Given problem: Copy the records below verbatim, beginning at the line that contains "Place one keypoint on each instance of the tree bark" and stopping after the line that contains "(487, 1271)", both lines included.

Given information:

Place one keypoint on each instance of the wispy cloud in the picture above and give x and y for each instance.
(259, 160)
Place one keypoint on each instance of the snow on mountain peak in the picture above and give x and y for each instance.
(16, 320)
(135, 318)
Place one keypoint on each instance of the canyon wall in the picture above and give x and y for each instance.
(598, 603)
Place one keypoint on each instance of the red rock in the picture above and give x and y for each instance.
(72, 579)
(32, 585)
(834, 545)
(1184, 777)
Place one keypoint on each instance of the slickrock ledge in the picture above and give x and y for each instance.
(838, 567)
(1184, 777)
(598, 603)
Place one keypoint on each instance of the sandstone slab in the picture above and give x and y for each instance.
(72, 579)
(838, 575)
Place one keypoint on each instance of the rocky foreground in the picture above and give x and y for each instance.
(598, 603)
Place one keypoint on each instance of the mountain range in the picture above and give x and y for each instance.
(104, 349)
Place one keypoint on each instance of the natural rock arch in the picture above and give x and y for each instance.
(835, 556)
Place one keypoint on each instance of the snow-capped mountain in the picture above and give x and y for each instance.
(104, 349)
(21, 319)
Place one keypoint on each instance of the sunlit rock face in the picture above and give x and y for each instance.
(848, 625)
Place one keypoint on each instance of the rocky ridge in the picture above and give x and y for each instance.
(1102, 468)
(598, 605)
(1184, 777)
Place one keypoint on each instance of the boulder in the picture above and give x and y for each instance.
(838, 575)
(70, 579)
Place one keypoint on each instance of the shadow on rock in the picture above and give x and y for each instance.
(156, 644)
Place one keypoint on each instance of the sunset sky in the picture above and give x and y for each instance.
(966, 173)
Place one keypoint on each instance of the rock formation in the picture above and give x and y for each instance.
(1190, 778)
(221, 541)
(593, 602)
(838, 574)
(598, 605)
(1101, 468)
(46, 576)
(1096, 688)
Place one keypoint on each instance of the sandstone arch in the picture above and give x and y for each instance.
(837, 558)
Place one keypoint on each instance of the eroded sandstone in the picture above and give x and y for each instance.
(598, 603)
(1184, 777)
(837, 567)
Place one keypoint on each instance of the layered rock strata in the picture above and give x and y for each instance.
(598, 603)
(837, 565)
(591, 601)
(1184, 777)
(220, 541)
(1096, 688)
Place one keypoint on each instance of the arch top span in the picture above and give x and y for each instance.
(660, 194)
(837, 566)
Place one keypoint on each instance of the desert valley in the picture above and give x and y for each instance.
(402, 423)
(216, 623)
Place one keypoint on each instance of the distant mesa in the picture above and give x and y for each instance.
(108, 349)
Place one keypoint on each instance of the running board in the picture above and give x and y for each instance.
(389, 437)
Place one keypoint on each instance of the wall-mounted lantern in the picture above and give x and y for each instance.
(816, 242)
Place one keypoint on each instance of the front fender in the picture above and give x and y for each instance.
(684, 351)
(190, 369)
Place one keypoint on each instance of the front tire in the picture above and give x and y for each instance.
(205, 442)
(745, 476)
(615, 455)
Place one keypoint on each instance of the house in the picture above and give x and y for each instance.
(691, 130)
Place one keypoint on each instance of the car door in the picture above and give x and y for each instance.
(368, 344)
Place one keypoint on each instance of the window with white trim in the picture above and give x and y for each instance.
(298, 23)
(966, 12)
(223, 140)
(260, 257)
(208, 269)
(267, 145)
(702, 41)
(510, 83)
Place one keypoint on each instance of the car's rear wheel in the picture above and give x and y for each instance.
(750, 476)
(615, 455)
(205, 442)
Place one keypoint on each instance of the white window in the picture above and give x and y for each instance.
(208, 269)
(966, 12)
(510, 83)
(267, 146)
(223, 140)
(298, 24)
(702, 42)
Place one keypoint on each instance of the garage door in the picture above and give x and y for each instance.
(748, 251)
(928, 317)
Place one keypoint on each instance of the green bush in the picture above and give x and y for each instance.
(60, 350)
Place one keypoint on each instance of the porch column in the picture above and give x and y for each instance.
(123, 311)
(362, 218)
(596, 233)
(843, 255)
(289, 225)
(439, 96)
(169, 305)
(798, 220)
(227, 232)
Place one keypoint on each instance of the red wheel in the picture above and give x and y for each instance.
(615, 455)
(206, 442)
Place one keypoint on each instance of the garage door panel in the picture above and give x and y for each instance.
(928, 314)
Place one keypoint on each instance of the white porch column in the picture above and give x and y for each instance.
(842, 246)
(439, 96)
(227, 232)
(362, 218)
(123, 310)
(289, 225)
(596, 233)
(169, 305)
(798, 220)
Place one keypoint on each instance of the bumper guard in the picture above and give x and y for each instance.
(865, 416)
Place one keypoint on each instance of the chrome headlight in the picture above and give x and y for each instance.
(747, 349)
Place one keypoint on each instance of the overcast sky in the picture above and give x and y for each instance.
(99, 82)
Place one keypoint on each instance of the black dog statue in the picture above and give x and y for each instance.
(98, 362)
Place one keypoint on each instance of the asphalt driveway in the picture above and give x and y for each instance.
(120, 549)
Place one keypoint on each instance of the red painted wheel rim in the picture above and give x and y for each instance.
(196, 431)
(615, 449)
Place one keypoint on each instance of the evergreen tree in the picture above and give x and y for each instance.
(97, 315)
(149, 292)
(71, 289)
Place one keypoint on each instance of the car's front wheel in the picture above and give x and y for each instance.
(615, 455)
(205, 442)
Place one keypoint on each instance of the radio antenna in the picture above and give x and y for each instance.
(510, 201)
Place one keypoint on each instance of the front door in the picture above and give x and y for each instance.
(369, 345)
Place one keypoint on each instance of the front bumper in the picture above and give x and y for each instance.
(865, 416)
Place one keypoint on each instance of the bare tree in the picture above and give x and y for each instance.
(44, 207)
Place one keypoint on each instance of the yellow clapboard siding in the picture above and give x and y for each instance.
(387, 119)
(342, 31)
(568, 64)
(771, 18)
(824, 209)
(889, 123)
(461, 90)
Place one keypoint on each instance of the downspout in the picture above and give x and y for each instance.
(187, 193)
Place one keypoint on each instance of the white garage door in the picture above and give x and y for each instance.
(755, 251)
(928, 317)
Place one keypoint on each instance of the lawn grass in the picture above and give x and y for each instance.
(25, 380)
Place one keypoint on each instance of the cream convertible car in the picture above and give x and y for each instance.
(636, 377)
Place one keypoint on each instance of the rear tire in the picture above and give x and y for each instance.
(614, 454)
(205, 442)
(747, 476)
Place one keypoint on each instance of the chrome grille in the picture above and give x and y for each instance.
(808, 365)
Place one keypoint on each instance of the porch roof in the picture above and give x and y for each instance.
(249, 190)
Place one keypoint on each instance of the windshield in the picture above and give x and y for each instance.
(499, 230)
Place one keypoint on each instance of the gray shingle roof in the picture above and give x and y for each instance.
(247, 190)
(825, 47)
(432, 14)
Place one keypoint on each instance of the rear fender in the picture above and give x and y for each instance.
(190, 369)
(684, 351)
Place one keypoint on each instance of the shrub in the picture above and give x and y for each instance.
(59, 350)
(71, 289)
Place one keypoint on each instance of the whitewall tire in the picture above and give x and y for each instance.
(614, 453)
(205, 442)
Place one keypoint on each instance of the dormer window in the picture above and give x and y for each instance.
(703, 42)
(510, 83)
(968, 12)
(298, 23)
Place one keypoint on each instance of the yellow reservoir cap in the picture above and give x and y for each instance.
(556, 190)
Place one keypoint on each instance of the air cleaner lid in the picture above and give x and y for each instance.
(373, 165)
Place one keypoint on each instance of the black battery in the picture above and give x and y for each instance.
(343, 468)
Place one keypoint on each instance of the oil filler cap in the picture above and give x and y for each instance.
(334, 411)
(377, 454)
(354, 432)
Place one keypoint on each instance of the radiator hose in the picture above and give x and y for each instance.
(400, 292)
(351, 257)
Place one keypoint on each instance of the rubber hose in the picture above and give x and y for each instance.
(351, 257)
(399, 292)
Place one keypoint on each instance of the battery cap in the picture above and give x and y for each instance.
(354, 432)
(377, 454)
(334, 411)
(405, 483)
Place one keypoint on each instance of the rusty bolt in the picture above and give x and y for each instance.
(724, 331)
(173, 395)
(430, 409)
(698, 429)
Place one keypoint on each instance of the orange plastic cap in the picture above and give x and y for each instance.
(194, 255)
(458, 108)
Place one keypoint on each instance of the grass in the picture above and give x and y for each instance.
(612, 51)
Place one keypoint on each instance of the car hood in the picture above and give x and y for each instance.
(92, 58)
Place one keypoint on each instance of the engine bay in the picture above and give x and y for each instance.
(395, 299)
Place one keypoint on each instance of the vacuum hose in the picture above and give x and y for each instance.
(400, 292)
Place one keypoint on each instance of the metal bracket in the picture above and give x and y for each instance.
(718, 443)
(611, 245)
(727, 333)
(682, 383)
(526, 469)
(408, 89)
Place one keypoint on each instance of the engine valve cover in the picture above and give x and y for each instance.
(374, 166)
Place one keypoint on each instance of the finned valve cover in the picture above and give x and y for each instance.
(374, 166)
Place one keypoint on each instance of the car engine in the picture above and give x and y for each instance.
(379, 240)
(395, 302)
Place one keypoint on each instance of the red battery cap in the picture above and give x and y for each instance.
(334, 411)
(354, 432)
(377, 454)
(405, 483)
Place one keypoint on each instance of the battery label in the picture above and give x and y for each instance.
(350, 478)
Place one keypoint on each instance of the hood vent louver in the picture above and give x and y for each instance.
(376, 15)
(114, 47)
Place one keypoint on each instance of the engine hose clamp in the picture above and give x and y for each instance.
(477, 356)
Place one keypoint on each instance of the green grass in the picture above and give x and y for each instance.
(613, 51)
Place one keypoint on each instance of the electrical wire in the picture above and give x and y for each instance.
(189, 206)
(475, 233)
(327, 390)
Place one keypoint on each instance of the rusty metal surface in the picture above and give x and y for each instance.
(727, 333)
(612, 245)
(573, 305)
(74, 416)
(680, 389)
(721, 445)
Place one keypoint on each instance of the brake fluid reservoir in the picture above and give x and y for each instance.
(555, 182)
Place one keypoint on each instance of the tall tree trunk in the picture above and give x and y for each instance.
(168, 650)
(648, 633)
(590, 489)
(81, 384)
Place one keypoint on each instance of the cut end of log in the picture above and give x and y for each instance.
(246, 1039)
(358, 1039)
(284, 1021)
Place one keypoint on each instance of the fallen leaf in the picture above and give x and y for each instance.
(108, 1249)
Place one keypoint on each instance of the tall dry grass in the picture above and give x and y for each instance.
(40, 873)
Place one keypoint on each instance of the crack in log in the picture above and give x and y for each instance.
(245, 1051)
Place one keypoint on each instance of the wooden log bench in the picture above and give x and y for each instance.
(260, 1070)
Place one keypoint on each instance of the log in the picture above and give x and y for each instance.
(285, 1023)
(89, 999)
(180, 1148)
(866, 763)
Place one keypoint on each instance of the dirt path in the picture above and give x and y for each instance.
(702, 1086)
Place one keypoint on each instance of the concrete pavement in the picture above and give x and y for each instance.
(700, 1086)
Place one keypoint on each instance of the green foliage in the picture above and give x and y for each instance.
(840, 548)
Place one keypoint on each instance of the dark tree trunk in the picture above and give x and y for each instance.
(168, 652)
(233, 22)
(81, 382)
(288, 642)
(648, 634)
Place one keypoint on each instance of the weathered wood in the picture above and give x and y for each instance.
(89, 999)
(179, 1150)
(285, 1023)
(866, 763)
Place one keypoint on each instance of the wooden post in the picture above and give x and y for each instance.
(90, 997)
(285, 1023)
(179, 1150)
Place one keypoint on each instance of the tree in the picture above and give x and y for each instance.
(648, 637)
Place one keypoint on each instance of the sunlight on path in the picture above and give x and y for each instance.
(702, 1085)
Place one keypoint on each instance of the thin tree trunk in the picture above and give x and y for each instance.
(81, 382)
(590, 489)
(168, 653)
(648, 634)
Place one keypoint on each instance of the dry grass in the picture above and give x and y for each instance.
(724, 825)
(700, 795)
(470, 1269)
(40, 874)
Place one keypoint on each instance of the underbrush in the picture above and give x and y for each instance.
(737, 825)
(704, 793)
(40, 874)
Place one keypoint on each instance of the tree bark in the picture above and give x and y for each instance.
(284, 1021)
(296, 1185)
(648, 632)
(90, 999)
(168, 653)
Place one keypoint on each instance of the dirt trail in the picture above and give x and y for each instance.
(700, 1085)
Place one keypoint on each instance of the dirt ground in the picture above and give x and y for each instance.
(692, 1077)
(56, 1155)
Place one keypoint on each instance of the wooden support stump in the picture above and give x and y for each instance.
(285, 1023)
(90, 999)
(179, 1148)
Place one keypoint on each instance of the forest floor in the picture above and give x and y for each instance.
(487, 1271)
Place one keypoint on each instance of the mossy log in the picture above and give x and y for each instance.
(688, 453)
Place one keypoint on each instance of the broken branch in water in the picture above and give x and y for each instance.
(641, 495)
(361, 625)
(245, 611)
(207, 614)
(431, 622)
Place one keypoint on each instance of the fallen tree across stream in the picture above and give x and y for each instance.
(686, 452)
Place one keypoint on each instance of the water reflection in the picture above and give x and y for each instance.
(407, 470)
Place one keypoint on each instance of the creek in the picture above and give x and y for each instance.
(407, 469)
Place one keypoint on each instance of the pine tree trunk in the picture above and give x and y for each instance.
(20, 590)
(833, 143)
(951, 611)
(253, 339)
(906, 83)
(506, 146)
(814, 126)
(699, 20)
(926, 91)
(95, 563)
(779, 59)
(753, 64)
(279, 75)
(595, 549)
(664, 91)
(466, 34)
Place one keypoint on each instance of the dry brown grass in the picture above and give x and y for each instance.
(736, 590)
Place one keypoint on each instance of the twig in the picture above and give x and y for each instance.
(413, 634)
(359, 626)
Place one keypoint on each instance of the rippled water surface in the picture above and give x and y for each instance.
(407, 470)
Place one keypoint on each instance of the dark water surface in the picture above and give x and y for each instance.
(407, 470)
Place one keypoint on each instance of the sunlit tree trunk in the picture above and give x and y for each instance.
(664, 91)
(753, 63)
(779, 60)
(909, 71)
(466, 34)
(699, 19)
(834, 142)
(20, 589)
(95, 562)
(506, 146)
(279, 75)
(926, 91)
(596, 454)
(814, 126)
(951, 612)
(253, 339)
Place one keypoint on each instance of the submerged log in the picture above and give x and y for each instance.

The answer:
Place one keypoint on each instance of the tree bark in the picture above and give x and y for each instance.
(284, 1021)
(296, 1185)
(648, 632)
(90, 999)
(168, 653)
Place one keypoint on each instance of the dirt trail in the picture above and give x and y for each instance.
(700, 1085)
Place one keypoint on each instance of the dirt ground in the picture above and give x and y for each instance.
(692, 1077)
(56, 1155)
Place one keypoint on each instance of the wooden support stump in the picture above and give x and y for each instance.
(285, 1023)
(90, 999)
(179, 1148)
Place one keypoint on each instance of the forest floor in the picture above and give x and y for each instance.
(487, 1271)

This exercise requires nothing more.